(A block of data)
--------------------------------

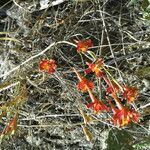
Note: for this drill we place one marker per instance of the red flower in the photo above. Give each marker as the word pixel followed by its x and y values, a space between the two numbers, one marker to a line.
pixel 95 67
pixel 82 46
pixel 130 94
pixel 84 84
pixel 113 87
pixel 96 104
pixel 48 65
pixel 123 116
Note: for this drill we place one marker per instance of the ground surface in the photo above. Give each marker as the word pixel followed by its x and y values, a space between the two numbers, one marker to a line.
pixel 48 105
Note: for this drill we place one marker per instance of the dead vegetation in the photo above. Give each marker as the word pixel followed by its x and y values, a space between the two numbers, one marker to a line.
pixel 51 112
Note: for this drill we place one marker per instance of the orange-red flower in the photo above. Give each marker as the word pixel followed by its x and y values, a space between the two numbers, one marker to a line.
pixel 95 67
pixel 84 84
pixel 130 94
pixel 96 104
pixel 48 66
pixel 112 87
pixel 123 116
pixel 82 46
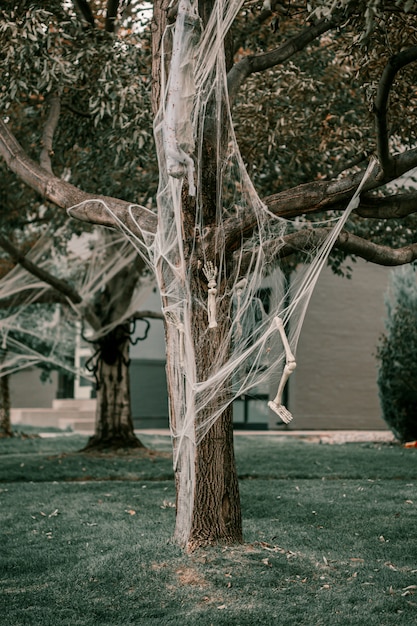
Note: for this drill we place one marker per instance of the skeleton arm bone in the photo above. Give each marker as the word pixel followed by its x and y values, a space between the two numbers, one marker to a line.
pixel 290 366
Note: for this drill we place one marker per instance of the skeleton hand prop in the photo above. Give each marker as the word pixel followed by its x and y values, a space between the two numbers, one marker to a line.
pixel 210 272
pixel 290 366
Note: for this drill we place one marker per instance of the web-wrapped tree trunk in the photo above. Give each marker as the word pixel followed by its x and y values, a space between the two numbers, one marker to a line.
pixel 114 425
pixel 208 505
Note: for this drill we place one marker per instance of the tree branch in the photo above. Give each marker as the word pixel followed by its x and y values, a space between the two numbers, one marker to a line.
pixel 60 285
pixel 48 133
pixel 139 315
pixel 87 207
pixel 315 197
pixel 394 65
pixel 351 244
pixel 388 207
pixel 50 296
pixel 85 10
pixel 260 62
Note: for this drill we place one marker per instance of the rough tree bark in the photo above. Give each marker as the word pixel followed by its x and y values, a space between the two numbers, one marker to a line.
pixel 114 425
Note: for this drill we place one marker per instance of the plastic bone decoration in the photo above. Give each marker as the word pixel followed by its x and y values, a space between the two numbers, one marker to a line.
pixel 210 272
pixel 290 365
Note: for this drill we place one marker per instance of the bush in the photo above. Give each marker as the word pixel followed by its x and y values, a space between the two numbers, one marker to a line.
pixel 397 355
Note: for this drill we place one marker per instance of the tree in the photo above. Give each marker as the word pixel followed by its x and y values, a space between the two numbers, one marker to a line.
pixel 214 240
pixel 104 305
pixel 396 355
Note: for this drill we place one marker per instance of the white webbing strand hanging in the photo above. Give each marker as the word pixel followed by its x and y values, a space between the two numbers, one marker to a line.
pixel 176 125
pixel 303 296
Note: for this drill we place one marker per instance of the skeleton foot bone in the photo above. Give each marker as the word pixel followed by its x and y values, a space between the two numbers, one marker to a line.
pixel 290 365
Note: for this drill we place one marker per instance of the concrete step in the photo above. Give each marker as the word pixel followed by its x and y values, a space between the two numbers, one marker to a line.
pixel 73 419
pixel 85 404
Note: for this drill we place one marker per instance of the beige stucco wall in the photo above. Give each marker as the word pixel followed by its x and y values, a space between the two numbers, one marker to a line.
pixel 335 385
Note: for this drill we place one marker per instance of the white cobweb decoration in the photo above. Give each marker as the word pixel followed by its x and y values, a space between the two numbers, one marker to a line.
pixel 213 267
pixel 36 333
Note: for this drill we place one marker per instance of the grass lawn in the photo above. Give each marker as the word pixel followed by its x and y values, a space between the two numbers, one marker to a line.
pixel 330 537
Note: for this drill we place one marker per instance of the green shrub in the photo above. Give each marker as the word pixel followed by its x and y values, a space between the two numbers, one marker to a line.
pixel 397 355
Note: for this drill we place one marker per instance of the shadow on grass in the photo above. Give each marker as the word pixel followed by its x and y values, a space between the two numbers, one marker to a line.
pixel 329 530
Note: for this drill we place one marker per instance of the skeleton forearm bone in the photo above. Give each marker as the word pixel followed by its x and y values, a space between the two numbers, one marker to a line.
pixel 290 366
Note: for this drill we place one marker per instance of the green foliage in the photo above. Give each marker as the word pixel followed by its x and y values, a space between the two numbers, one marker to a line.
pixel 397 355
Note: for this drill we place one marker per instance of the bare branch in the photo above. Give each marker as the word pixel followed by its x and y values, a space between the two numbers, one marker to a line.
pixel 351 244
pixel 49 296
pixel 315 197
pixel 139 315
pixel 48 132
pixel 64 291
pixel 111 15
pixel 260 62
pixel 394 65
pixel 85 10
pixel 95 209
pixel 388 207
pixel 60 285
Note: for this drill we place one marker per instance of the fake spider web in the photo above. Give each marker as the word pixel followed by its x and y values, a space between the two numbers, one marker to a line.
pixel 195 267
pixel 33 333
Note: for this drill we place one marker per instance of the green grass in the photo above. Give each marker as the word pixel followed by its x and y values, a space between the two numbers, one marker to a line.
pixel 329 538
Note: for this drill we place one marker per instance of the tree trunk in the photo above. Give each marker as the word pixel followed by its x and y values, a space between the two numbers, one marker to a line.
pixel 114 425
pixel 5 424
pixel 208 504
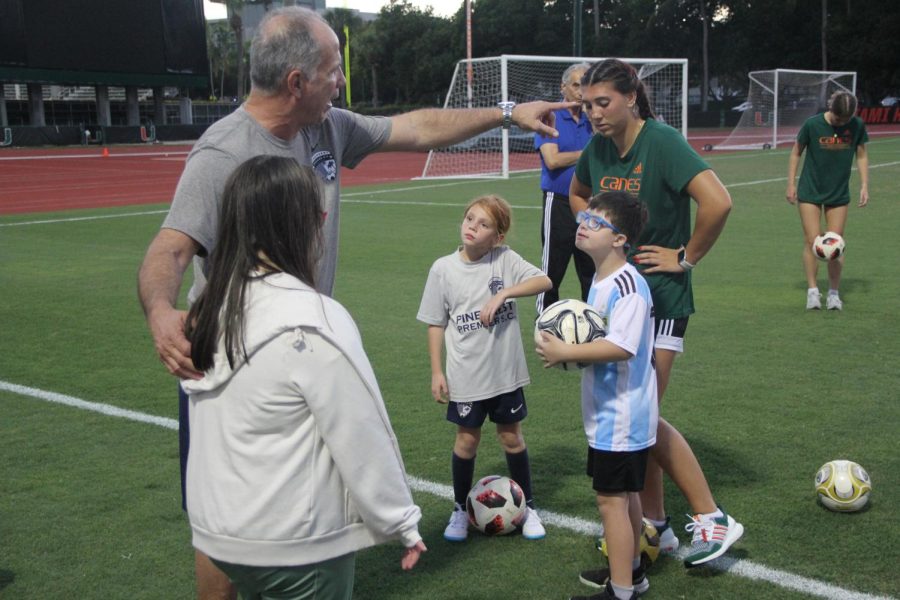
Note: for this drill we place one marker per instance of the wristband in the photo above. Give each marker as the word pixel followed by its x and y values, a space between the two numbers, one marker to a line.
pixel 682 260
pixel 506 109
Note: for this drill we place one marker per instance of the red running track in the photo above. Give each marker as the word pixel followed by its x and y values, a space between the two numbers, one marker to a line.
pixel 52 179
pixel 71 178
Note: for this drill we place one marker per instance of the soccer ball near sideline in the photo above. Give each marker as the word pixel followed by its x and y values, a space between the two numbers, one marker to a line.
pixel 496 505
pixel 843 485
pixel 572 321
pixel 828 246
pixel 649 543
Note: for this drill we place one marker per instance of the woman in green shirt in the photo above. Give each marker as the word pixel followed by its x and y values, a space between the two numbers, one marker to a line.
pixel 833 138
pixel 634 152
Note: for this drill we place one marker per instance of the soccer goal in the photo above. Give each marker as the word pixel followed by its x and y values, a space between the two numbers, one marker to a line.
pixel 779 102
pixel 483 82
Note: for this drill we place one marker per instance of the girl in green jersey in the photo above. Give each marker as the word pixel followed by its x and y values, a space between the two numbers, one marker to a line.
pixel 833 138
pixel 631 151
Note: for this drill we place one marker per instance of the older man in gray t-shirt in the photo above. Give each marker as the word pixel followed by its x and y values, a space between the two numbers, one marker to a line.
pixel 342 139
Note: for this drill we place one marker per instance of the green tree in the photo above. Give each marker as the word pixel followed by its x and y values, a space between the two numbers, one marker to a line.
pixel 221 52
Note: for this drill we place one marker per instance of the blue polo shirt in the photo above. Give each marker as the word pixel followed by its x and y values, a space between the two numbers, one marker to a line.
pixel 573 135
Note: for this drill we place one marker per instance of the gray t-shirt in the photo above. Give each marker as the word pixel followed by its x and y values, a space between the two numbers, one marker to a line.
pixel 343 139
pixel 482 362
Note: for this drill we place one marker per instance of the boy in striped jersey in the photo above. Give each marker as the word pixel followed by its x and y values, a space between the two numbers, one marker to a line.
pixel 618 390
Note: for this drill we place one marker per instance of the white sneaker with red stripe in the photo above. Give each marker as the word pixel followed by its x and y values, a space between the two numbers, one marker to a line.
pixel 713 536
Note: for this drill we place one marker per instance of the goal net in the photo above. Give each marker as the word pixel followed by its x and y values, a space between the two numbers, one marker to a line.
pixel 779 102
pixel 483 82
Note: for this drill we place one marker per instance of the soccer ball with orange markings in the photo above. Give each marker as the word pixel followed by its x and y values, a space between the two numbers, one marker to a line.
pixel 496 505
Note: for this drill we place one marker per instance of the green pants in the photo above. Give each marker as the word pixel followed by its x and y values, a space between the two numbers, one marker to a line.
pixel 327 580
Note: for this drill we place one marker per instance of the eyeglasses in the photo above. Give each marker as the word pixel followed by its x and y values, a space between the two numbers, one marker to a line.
pixel 594 223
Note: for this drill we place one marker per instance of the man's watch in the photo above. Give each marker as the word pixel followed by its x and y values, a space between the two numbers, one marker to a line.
pixel 682 260
pixel 506 109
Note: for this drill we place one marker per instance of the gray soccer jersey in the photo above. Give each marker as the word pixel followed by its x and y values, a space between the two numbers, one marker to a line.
pixel 343 139
pixel 482 362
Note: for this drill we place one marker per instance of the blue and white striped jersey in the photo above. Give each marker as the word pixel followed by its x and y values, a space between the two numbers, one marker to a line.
pixel 618 399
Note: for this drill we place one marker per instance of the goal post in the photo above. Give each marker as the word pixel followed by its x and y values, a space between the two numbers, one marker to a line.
pixel 499 152
pixel 779 101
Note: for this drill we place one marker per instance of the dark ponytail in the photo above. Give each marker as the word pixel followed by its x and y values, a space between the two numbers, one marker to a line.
pixel 624 79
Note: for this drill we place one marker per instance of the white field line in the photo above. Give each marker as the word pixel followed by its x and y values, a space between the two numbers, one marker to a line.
pixel 351 195
pixel 94 218
pixel 740 567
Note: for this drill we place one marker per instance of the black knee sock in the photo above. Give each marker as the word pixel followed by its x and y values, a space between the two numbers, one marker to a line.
pixel 463 471
pixel 520 471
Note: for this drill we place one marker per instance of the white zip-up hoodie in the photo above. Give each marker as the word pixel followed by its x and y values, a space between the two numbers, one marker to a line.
pixel 293 460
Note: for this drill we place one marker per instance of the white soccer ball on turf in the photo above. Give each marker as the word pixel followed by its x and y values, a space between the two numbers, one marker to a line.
pixel 843 485
pixel 496 505
pixel 572 321
pixel 828 246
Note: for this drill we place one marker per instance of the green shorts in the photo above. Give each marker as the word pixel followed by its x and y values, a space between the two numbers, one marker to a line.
pixel 841 202
pixel 331 579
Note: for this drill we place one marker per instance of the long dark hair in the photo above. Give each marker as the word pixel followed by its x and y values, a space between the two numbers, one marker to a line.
pixel 624 79
pixel 269 221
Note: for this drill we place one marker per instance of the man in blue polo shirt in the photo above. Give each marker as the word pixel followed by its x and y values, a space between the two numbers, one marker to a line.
pixel 558 158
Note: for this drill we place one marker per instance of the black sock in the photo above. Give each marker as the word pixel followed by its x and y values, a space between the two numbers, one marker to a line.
pixel 520 471
pixel 463 471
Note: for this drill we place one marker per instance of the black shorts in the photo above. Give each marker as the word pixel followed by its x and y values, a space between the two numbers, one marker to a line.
pixel 503 409
pixel 616 472
pixel 669 334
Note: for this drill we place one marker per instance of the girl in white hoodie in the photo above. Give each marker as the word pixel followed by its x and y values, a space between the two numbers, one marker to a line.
pixel 293 465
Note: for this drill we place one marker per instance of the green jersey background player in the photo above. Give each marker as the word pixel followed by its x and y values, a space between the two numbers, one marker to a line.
pixel 833 138
pixel 632 152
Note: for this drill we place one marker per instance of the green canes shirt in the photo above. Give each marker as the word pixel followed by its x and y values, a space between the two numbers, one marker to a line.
pixel 657 169
pixel 825 178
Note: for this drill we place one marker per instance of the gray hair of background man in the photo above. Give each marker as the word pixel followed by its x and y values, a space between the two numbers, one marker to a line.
pixel 572 68
pixel 284 41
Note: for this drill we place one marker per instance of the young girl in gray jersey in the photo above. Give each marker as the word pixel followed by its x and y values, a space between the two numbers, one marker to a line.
pixel 469 308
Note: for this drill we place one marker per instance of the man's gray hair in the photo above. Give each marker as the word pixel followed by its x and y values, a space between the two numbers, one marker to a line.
pixel 284 41
pixel 572 68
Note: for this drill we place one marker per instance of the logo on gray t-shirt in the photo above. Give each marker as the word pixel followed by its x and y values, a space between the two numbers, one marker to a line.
pixel 324 164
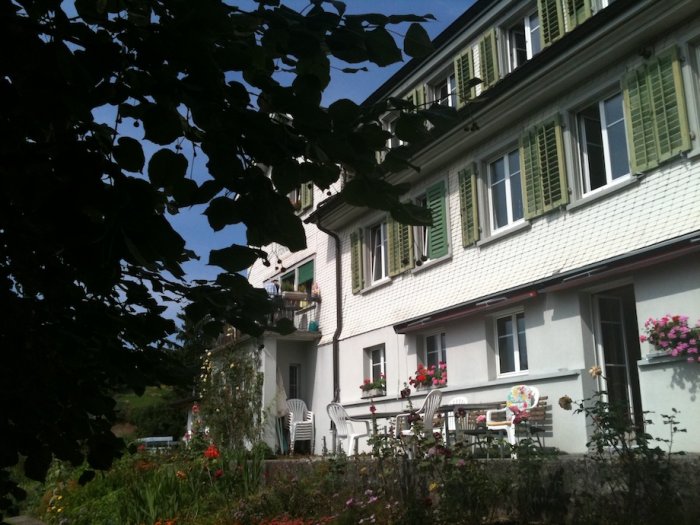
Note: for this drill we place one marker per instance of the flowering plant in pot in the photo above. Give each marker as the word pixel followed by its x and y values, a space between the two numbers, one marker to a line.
pixel 371 387
pixel 671 334
pixel 426 377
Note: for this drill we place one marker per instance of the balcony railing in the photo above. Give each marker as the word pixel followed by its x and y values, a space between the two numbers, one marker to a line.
pixel 301 307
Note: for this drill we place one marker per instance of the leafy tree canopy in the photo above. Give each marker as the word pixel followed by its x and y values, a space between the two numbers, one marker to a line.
pixel 87 254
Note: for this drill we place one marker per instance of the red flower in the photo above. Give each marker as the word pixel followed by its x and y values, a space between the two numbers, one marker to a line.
pixel 211 452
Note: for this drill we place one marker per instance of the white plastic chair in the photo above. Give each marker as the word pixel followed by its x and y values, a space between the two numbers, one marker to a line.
pixel 301 424
pixel 521 398
pixel 427 412
pixel 344 426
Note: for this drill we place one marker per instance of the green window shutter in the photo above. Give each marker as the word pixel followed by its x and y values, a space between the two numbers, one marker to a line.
pixel 577 12
pixel 464 73
pixel 551 16
pixel 543 176
pixel 438 236
pixel 400 247
pixel 307 195
pixel 468 205
pixel 655 106
pixel 305 272
pixel 640 116
pixel 356 267
pixel 417 97
pixel 488 59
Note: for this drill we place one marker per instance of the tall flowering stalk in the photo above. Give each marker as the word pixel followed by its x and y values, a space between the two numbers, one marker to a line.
pixel 672 335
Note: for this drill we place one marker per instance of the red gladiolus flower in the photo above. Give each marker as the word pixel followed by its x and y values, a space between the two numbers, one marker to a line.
pixel 211 452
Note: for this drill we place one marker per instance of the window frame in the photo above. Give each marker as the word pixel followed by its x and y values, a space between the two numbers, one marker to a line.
pixel 584 167
pixel 441 350
pixel 513 315
pixel 370 252
pixel 511 221
pixel 379 366
pixel 532 48
pixel 295 272
pixel 449 80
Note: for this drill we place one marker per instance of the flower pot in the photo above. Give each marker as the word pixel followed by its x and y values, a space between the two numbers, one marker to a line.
pixel 375 392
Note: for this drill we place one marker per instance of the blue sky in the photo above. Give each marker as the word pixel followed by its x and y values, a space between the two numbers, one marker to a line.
pixel 193 226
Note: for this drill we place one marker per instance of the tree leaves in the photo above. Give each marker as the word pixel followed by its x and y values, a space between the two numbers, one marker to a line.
pixel 235 258
pixel 166 168
pixel 417 43
pixel 381 47
pixel 129 154
pixel 91 251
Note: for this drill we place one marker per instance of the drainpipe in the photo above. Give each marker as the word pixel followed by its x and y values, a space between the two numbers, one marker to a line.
pixel 338 322
pixel 338 311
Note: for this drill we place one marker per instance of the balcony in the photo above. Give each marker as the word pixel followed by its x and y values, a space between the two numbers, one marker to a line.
pixel 300 307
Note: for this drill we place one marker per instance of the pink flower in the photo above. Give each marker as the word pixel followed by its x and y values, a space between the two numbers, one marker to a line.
pixel 212 452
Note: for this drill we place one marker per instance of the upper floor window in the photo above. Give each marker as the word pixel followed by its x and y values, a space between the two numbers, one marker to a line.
pixel 444 91
pixel 376 357
pixel 300 279
pixel 505 192
pixel 435 350
pixel 431 242
pixel 511 344
pixel 603 143
pixel 302 197
pixel 378 261
pixel 524 40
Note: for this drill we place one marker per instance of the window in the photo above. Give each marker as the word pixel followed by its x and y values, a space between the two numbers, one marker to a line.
pixel 656 111
pixel 505 193
pixel 524 40
pixel 435 350
pixel 369 248
pixel 378 263
pixel 512 347
pixel 542 166
pixel 445 91
pixel 302 197
pixel 431 242
pixel 376 357
pixel 300 279
pixel 390 126
pixel 603 142
pixel 294 381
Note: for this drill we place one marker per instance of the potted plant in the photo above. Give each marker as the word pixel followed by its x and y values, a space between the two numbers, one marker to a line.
pixel 672 335
pixel 429 377
pixel 374 388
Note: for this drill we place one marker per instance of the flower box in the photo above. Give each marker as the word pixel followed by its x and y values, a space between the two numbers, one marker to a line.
pixel 374 392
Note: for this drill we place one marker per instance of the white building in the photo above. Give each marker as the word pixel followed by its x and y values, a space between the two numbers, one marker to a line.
pixel 566 208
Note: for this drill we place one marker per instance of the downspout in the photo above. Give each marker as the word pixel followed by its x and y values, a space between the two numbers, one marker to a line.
pixel 338 311
pixel 338 324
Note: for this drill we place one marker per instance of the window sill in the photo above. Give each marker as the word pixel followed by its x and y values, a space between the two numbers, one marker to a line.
pixel 525 225
pixel 376 285
pixel 432 262
pixel 509 375
pixel 604 192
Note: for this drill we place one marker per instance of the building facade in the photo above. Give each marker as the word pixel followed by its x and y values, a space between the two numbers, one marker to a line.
pixel 566 212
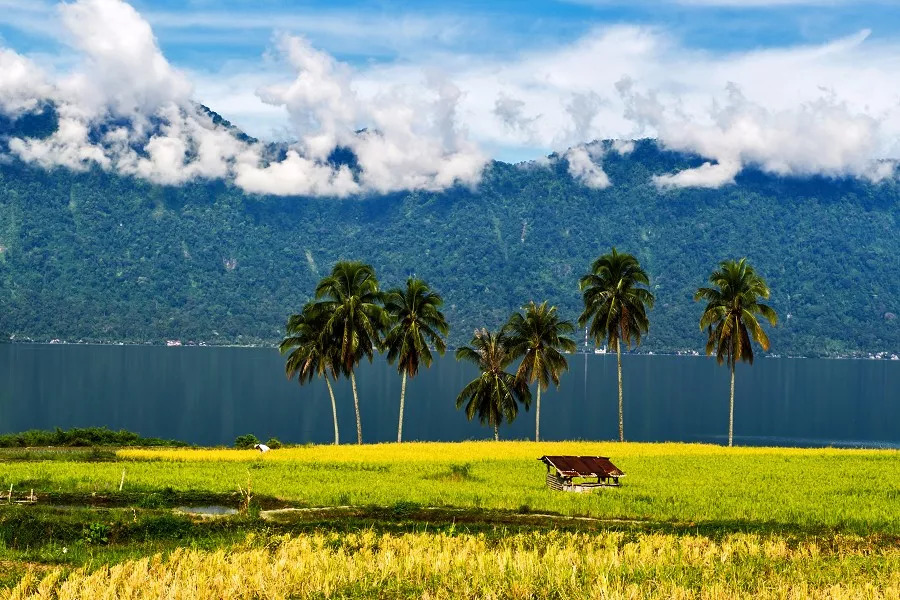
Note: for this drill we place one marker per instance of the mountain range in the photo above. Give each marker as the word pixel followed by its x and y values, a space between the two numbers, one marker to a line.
pixel 93 256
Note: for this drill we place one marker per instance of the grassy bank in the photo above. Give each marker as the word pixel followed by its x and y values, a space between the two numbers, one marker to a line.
pixel 436 520
pixel 739 489
pixel 439 565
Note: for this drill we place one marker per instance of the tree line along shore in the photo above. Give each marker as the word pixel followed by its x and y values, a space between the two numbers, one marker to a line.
pixel 351 318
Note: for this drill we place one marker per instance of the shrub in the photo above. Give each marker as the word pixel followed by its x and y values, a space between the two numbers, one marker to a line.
pixel 245 442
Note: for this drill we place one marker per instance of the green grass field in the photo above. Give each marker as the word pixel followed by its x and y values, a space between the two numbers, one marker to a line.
pixel 700 520
pixel 845 490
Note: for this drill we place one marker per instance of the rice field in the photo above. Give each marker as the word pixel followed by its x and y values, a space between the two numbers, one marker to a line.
pixel 606 565
pixel 736 489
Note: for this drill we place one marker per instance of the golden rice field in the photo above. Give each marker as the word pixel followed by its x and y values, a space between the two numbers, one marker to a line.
pixel 554 565
pixel 762 488
pixel 479 450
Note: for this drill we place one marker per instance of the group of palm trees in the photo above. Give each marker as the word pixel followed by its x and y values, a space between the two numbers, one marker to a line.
pixel 350 319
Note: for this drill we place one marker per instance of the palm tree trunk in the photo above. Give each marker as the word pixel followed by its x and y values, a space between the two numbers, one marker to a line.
pixel 621 419
pixel 356 406
pixel 402 399
pixel 731 410
pixel 337 439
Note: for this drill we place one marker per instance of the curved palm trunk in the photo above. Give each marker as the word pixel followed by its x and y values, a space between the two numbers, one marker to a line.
pixel 621 419
pixel 337 439
pixel 731 410
pixel 402 399
pixel 356 406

--------------------------------

Repeat the lines in the entries above verbatim, from the line containing "the black shorts" through the line containing "pixel 825 178", both included.

Note: for this drill we place one marker per instance of the black shorts in the photo above. Give each marker as the word pixel followed by its x and y values, a space between the two numbers, one marker to a line.
pixel 503 409
pixel 616 472
pixel 669 334
Note: for this drill we place one marker per instance of the girl in white hoodie in the photo above. Give each marker as the word pixel followed by its x and y values, a space between the two numbers, one marker to a line.
pixel 293 465
Note: for this drill we place one marker per instance of the green jersey background player in the photo above. Give each marker as the word pixel followed by its x and y values, a space between the two numbers, one marker to a line.
pixel 833 138
pixel 632 152
Note: for this drill we place one marker per instance of the green canes shirt in the photo above. Give each marker as the word pixel followed by its x and y values, a space between the two numbers, one marker to a line.
pixel 657 169
pixel 825 178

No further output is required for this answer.